(Location labeling records)
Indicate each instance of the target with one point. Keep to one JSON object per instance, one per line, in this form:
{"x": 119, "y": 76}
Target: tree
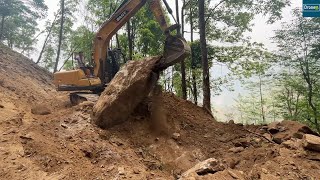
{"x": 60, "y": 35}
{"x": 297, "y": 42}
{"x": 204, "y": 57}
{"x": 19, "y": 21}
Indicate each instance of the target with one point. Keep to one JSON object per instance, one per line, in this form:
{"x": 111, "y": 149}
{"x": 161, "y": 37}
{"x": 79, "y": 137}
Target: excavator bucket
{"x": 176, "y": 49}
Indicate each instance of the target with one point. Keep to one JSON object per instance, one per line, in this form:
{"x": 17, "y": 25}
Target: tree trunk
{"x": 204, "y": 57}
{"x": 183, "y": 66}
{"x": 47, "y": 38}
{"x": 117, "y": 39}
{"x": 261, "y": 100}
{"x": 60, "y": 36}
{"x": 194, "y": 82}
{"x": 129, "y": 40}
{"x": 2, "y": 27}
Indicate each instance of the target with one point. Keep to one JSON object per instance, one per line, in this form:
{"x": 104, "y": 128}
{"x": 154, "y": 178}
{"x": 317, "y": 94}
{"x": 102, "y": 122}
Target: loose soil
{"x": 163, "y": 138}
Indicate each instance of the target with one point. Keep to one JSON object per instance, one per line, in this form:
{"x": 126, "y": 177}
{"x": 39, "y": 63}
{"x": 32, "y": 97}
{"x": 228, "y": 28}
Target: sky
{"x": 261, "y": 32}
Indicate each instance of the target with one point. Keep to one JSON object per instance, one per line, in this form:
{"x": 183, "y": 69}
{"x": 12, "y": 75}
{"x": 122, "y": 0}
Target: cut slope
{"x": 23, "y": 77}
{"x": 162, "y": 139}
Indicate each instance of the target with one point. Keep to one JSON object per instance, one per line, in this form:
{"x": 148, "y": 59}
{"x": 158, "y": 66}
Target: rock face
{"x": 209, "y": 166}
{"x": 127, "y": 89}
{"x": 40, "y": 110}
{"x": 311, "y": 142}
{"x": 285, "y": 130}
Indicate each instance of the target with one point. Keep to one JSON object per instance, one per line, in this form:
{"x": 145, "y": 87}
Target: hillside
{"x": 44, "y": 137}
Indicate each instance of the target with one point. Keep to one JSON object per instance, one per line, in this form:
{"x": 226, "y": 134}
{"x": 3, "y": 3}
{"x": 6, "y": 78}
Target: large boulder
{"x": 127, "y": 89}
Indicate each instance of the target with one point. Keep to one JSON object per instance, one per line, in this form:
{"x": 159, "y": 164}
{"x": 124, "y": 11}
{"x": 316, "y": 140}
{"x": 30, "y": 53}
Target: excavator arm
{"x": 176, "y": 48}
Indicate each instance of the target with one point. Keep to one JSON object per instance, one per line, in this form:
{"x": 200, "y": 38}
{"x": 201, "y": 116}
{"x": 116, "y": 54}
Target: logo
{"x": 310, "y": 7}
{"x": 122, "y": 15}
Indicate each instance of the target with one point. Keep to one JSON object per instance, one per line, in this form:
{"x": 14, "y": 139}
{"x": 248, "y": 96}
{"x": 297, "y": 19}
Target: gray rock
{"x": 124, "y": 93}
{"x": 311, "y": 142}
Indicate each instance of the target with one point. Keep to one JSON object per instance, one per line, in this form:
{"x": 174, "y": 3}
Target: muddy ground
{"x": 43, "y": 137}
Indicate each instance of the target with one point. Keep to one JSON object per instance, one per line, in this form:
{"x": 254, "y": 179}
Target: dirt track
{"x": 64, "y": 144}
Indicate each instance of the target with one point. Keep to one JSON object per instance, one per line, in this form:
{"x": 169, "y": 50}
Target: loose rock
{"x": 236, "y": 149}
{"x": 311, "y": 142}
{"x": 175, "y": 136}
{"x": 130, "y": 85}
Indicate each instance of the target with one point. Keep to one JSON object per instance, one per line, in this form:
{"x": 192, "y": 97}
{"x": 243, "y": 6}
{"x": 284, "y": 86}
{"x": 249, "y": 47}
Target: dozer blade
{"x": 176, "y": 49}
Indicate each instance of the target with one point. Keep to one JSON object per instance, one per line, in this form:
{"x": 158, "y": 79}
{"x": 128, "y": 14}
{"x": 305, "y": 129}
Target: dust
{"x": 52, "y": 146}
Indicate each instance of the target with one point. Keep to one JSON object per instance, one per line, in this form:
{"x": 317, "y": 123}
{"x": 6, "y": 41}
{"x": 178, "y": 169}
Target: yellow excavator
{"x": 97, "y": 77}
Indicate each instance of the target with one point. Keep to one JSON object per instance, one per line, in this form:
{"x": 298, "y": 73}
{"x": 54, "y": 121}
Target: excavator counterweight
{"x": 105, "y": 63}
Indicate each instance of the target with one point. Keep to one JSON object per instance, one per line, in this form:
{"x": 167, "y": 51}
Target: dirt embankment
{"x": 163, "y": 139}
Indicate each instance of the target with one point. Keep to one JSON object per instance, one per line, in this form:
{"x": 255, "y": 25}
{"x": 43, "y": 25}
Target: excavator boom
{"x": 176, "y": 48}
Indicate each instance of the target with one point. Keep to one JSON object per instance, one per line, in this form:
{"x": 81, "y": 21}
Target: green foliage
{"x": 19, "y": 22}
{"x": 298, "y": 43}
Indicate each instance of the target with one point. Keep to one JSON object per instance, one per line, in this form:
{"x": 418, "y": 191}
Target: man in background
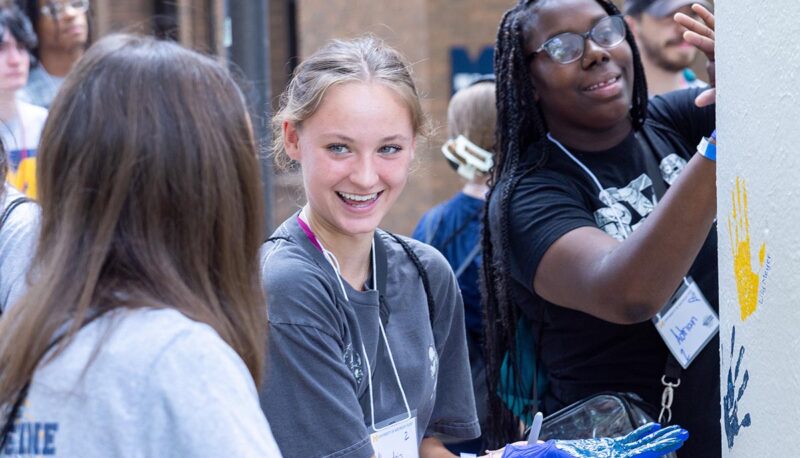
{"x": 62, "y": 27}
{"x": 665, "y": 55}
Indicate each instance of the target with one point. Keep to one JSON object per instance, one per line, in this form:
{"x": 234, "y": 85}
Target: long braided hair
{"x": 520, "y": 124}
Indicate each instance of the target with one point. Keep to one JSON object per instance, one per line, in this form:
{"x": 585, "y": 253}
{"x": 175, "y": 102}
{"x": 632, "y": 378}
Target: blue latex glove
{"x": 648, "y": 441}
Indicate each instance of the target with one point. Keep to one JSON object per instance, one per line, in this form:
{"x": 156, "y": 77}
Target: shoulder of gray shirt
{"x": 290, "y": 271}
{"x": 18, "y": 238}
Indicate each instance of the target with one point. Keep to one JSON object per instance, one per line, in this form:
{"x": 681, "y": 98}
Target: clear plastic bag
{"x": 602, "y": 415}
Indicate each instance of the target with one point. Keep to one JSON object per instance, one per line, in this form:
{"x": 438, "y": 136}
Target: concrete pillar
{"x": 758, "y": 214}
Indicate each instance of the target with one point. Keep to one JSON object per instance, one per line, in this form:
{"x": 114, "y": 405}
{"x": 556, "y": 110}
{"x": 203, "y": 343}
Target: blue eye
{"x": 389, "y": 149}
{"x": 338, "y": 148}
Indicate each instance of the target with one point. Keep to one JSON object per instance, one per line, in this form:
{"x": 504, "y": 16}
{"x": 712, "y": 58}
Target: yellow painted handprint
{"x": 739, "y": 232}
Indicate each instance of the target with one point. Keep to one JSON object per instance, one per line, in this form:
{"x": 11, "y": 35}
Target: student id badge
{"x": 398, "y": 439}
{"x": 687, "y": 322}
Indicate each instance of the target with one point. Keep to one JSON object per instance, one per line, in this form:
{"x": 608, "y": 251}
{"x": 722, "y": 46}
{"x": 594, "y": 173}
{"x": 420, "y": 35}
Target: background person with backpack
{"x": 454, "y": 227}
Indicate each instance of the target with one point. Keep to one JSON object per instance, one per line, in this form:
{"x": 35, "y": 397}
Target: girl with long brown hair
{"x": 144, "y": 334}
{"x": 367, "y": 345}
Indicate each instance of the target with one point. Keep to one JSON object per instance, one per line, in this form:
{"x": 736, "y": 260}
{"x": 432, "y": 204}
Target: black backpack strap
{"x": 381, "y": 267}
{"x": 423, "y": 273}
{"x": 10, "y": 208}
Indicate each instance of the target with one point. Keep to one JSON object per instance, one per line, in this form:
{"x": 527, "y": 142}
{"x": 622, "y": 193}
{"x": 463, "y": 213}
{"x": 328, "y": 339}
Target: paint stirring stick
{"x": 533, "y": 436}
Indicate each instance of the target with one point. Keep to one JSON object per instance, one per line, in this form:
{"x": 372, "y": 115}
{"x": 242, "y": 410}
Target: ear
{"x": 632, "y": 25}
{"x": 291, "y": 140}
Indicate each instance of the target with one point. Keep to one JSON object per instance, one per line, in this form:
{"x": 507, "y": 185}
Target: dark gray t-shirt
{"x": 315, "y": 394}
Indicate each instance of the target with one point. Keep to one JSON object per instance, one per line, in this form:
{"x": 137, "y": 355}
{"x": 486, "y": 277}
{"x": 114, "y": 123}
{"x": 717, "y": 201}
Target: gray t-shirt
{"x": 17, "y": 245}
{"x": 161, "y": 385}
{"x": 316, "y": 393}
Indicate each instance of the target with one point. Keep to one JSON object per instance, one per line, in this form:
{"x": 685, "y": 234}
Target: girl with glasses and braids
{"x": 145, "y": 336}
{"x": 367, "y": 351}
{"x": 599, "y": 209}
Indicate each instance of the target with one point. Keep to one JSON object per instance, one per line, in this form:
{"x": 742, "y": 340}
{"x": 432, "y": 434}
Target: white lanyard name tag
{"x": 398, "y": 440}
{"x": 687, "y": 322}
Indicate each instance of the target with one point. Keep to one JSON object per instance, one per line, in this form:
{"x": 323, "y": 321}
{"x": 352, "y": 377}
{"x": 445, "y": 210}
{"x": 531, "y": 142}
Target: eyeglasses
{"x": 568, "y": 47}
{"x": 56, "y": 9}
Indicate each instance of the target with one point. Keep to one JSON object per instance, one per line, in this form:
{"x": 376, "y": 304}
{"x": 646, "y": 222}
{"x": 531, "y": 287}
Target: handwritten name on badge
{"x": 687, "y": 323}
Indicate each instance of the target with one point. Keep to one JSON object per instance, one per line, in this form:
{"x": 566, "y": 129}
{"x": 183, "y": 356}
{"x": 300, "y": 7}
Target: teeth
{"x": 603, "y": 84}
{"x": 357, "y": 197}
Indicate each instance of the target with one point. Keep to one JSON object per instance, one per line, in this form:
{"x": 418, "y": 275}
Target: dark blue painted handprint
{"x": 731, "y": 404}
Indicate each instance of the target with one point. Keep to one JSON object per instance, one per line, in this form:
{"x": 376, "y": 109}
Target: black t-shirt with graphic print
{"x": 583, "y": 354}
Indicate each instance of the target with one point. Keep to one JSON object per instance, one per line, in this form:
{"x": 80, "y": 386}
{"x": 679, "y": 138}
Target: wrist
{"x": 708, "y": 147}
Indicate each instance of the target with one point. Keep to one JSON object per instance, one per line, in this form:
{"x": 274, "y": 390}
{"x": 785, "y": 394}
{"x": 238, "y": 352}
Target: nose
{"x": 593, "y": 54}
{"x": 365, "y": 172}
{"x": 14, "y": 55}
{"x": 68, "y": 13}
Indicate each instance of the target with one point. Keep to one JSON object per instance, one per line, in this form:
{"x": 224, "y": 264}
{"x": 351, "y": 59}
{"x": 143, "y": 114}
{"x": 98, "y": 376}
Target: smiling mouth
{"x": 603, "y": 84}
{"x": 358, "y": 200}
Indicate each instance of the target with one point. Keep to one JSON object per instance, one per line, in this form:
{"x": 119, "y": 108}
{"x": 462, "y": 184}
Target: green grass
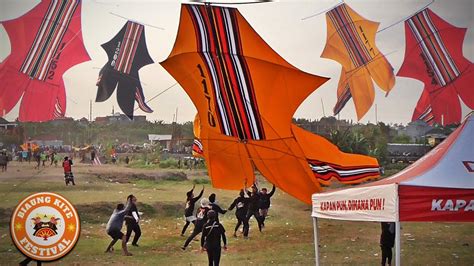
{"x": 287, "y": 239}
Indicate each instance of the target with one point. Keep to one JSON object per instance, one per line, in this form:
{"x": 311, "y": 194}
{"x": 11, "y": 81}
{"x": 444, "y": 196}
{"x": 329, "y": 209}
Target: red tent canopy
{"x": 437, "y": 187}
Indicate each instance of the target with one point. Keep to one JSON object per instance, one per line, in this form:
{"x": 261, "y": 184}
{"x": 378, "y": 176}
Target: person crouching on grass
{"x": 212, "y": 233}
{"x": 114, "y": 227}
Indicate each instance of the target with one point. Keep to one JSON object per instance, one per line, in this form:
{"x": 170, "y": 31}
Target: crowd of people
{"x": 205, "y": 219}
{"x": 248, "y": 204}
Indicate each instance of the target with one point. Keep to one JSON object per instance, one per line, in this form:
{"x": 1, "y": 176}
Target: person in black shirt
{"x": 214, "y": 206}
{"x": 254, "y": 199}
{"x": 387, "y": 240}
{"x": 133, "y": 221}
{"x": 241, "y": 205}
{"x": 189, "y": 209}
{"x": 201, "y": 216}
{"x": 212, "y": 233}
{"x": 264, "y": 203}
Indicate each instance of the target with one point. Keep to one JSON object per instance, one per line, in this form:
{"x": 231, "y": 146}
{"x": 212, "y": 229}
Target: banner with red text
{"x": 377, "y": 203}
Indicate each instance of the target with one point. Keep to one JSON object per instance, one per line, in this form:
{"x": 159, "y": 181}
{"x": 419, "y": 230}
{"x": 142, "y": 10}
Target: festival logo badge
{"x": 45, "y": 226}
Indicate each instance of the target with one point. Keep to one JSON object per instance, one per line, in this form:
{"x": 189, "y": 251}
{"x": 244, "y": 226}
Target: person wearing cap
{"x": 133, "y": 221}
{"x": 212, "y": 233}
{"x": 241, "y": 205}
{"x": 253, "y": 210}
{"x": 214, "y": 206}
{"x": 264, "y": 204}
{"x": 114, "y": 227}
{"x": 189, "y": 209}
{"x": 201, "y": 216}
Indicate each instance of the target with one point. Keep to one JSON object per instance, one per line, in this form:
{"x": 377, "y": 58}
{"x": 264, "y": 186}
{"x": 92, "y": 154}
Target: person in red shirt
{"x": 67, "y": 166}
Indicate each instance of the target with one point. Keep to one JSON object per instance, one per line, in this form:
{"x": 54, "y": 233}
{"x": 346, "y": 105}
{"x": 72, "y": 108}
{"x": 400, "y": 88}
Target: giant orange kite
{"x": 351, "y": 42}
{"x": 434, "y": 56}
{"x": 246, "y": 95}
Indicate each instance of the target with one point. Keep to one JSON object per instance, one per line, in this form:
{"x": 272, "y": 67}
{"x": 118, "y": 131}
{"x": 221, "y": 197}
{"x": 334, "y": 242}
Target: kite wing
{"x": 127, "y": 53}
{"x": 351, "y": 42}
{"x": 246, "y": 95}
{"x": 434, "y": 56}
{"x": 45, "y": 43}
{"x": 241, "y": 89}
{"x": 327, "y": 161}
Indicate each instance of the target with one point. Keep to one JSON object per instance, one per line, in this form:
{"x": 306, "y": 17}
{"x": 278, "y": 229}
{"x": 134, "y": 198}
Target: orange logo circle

Your objective:
Locate every line in the records above that contains the string "backpack", and copy each one. Case counts.

Task answer:
Target: background person with backpack
Target: black backpack strap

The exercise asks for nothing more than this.